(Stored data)
# # # # #
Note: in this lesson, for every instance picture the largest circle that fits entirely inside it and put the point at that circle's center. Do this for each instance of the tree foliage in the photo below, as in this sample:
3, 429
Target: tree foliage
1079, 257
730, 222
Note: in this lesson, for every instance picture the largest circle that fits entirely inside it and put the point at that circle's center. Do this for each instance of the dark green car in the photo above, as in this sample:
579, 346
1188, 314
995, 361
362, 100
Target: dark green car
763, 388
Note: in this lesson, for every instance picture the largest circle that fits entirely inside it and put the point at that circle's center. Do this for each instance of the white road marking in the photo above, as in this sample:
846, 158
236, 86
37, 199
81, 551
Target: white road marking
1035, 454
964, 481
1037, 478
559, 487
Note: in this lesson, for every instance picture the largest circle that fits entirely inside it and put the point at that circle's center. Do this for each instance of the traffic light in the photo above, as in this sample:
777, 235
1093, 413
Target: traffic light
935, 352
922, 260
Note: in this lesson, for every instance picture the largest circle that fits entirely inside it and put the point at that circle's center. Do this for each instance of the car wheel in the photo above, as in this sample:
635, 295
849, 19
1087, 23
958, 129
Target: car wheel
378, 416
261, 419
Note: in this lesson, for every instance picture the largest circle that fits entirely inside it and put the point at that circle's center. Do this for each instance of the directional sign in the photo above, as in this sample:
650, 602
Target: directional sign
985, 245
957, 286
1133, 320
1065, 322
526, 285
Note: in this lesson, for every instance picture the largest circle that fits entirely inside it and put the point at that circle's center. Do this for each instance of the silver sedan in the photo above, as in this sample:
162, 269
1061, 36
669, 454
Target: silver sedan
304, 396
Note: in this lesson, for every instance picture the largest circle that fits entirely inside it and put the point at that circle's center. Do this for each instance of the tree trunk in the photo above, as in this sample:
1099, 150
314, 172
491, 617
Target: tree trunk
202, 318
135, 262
# # # # #
What needs to be done: Can you output the stored data as a JSON list of strings, with one string per line and blank lines omitted?

Solution:
[
  "Note: in this lesson, for every instance picture the largest circle that fits entirely inside it and put the point at that circle's center. Do this for each instance of the tree foliage in the photo below, as in this sample:",
  "3, 429",
  "Target: tree foliage",
  "1079, 257",
  "730, 222",
  "Note: in this lesson, for every instance picture the largest circle that fits entirely inside it and put the point at that circle's center. Do this for each instance of the dark green car in the photo above, as in this sample:",
  "579, 346",
  "1188, 314",
  "995, 361",
  "362, 100",
  "Target: dark green car",
  "763, 388",
  "Note: in this lesson, for every instance picture the largest circle that fits entirely inside it and put the point at that circle's center. Do this for each instance of the white road marking in the photo above, as in this sample:",
  "846, 158",
  "236, 86",
  "37, 199",
  "81, 551",
  "Target: white road marking",
  "1035, 454",
  "964, 481",
  "1037, 478",
  "559, 487",
  "Note: in this lesson, for every instance picture the largest circle that fits entirely inside it and put the point at that circle's center. Do this for each instance of the traffic light in the photo above, as in this sample:",
  "777, 235",
  "1093, 413",
  "Target: traffic light",
  "935, 352",
  "922, 260",
  "Note: in this lesson, for every instance picture the largest circle that fits entirely inside it and put the point at that circle's center. Do this for each instance of the car wheel in the photo above, as in this sample:",
  "635, 295",
  "849, 19",
  "1087, 23",
  "958, 129",
  "Target: car wheel",
  "378, 416",
  "261, 419",
  "Note: in this lesson, for every instance picture the largest circle that fits entirely inside it and put the point at that circle's center. Do this for each instance of the directional sign in the photo above, as in this sample:",
  "650, 602",
  "Target: directional sign",
  "985, 245",
  "957, 286",
  "1133, 320",
  "1065, 322",
  "526, 285",
  "Note: in this lesson, for every instance picture the largest circle that fits entirely inside it and put the point at that circle's center. Do this for each instance of the silver sedan in the photo above, as in this sample:",
  "162, 269",
  "1061, 36",
  "669, 454",
  "Target: silver sedan",
  "304, 396",
  "Note: in this lesson, for every instance picture the largest circle that fits entirely inside it and put the point at that circle's center. Do this for each instance of the tree trunk in the photo above, as in this sample:",
  "1099, 150",
  "314, 172",
  "491, 617",
  "Target: tree trunk",
  "202, 318",
  "135, 262"
]